Rock-O-Rico : Le blues du coq

Tous les enfants des années 1990 viennent de se raviver des souvenirs impérissables grâce à la collaboration de Rimini Editions. Après nous avoir gratifié de la réédition de Fievel et le Nouveau Monde l’année dernière, l’éditeur continue de puiser dans le formidable catalogue des films de Don Bluth en ressortant le surprenant Rock-O-Rico. Film d’animation indissociable de ses voix françaises (Eddy Mitchell, Lio, Tom Novembre, Philippe Lavil), il s’inspire de la pièce d’Edmond Rostand, Chantecler. Les studios Disney avaient tenté de l’adapter au début des années 1960, mais le film ne fut jamais achevé. Lorsque Don Bluth était animateur chez la firme aux grandes oreilles, il aurait pu donner une impulsion afin de relancer le projet. Seulement, ses visions des films pour enfants étaient loin des idéaux de Disney. Bluth est de ces réalisateurs qui ne prennent pas les enfants pour des esprits faibles. Ses films parlent de deuil, de maladie, de spleen, de désespoir, n’oublient jamais d’être terriblement instructifs tout en distrayant. Des génies comme Don Bluth, il y en a si peu. Voilà pourquoi sa filmographie demeure aussi importante qu’inégalable à ce jour. Les enfants que nous étions ne peuvent que se congratuler de faire découvrir ces sublimes films à nos progénitures. Sortez vos plus beaux cocoricos, ça va swinguer !

Chantecler, le coq le plus rock des fifties, a oublié de chanter un matin et le soleil s’est quand même levé. Ridiculisé, il quitte la ferme, à la grande joie de Grand Duc, le hibou qui va bientôt pouvoir faire régner les ténèbres éternelles. Il faut que Chantecler revienne, mais il est devenu une oisive star du rock à la ville.

Entrées du jeu de données
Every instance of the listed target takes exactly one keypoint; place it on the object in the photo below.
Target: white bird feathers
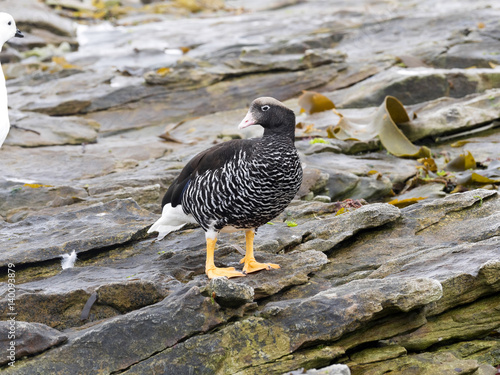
(8, 30)
(68, 260)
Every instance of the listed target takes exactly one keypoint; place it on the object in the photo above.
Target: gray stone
(330, 370)
(29, 338)
(104, 223)
(229, 294)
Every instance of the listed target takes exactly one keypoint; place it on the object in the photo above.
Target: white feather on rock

• **Liste des tâches**
A. Répondez à ces questions sur l'article consacré à Rock-O-Rico :
(i) Quel film Rimini Editions a-t-il réédité l'année dernière ?
(ii) De quelle pièce d'Edmond Rostand le film s'inspire-t-il ?
(iii) Comment s'appelle le hibou ravi du départ de Chantecler ?
B. Recopiez le passage de l'article sur Rock-O-Rico qui commence aux mots "Chantecler, le coq" et s'arrête après "à la ville.".

• **Résultats de l'exercice**
A.
(i) Fievel et le Nouveau Monde
(ii) Chantecler
(iii) Grand Duc

B.
Chantecler, le coq le plus rock des fifties, a oublié de chanter un matin et le soleil s’est quand même levé. Ridiculisé, il quitte la ferme, à la grande joie de Grand Duc, le hibou qui va bientôt pouvoir faire régner les ténèbres éternelles. Il faut que Chantecler revienne, mais il est devenu une oisive star du rock à la ville.